:: THE REQUEST ::
Extract every line of the records below verbatim, leaving out the pictures.

[Start ENTRIES SUPPLIED]

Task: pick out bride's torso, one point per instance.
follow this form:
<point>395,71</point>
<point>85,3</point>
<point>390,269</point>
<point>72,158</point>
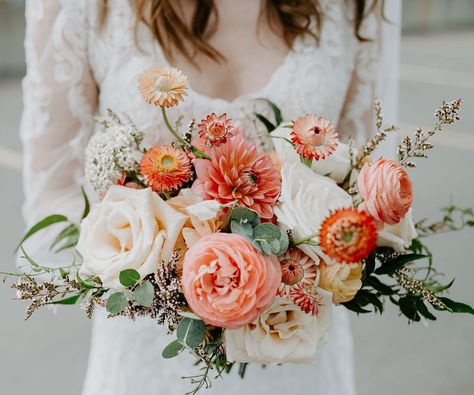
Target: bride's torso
<point>308,79</point>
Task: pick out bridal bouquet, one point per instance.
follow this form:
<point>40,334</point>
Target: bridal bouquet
<point>242,254</point>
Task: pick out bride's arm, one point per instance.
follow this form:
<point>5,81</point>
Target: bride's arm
<point>375,74</point>
<point>60,98</point>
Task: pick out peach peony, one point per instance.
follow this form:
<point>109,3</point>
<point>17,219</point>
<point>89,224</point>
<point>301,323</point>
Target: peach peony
<point>236,172</point>
<point>386,189</point>
<point>227,282</point>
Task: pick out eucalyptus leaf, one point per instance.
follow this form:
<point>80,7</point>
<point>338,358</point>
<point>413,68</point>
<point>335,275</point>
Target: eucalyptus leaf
<point>129,277</point>
<point>44,223</point>
<point>173,349</point>
<point>191,332</point>
<point>116,303</point>
<point>144,294</point>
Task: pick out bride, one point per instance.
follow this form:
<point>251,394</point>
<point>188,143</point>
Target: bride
<point>83,57</point>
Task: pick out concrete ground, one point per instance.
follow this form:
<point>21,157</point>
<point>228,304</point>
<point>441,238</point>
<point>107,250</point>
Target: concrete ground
<point>48,353</point>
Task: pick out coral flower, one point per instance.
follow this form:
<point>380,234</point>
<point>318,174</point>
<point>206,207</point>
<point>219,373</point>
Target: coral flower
<point>236,172</point>
<point>299,275</point>
<point>227,282</point>
<point>163,87</point>
<point>165,168</point>
<point>215,130</point>
<point>314,137</point>
<point>348,235</point>
<point>386,189</point>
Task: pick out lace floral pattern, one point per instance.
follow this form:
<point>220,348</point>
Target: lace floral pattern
<point>76,72</point>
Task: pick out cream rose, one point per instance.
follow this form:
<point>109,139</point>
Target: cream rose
<point>306,200</point>
<point>282,334</point>
<point>398,236</point>
<point>335,166</point>
<point>342,279</point>
<point>128,229</point>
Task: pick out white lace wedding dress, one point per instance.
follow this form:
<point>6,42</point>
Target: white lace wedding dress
<point>76,72</point>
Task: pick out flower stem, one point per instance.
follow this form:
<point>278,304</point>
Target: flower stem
<point>197,152</point>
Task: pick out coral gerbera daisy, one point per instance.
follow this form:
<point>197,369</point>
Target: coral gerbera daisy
<point>236,172</point>
<point>163,87</point>
<point>215,130</point>
<point>165,168</point>
<point>299,277</point>
<point>348,235</point>
<point>314,137</point>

[End ENTRIES SUPPLIED]

:: RESPONSE TO THE TASK ::
Task: pick out bride's torso, one point per instance.
follow this form:
<point>395,71</point>
<point>85,3</point>
<point>390,269</point>
<point>72,158</point>
Target: bride's torso
<point>308,79</point>
Task: pick out bridal bouquet, one point per instance.
follow this form:
<point>40,334</point>
Target: bridal bouquet
<point>242,254</point>
Task: pick out bride's arm, one point per instance.
follow this form:
<point>5,81</point>
Target: bride's arm
<point>375,74</point>
<point>60,98</point>
Task: pick out peach peony, one point per instance.
follow this form:
<point>109,3</point>
<point>17,219</point>
<point>89,224</point>
<point>301,323</point>
Target: peach peony
<point>236,172</point>
<point>386,189</point>
<point>227,282</point>
Task: pick out eucalyptus leaf, one point per instance.
follow this form:
<point>80,7</point>
<point>338,358</point>
<point>413,68</point>
<point>335,275</point>
Target: eucalyptus leaf
<point>129,277</point>
<point>44,223</point>
<point>173,349</point>
<point>191,332</point>
<point>116,303</point>
<point>144,294</point>
Task: pick out bride, one point per instance.
follow this form:
<point>251,394</point>
<point>188,143</point>
Target: bride
<point>83,57</point>
Task: pick out concrete ground, one point per instance.
follow this form:
<point>21,157</point>
<point>228,304</point>
<point>441,238</point>
<point>107,250</point>
Target: concrete ground
<point>48,353</point>
Task: pick out coral flower, one point per instance.
follow this form:
<point>380,234</point>
<point>318,174</point>
<point>206,207</point>
<point>219,373</point>
Target: coral flower
<point>236,172</point>
<point>299,275</point>
<point>227,282</point>
<point>163,87</point>
<point>165,168</point>
<point>215,130</point>
<point>314,137</point>
<point>348,235</point>
<point>386,189</point>
Task: pick out lace floral pattern, one point per instance.
follow this form:
<point>220,348</point>
Target: lace floral pattern
<point>76,72</point>
Task: pick out cream rose, one point per instance.
follow this form:
<point>109,139</point>
Target: cream rose
<point>306,200</point>
<point>282,334</point>
<point>398,236</point>
<point>335,166</point>
<point>342,279</point>
<point>128,229</point>
Task: pick out white lace wedding dress, one point per instance.
follow this form:
<point>6,42</point>
Target: white lace wedding dress
<point>76,72</point>
Task: pick out flower stem, one point per instance.
follow this form:
<point>278,304</point>
Target: flower stem
<point>197,152</point>
Task: pick out coral gerbera daisy, one point per instance.
follow this form:
<point>197,369</point>
Target: coral gerbera daisy
<point>236,172</point>
<point>163,87</point>
<point>215,130</point>
<point>165,168</point>
<point>299,277</point>
<point>348,235</point>
<point>314,137</point>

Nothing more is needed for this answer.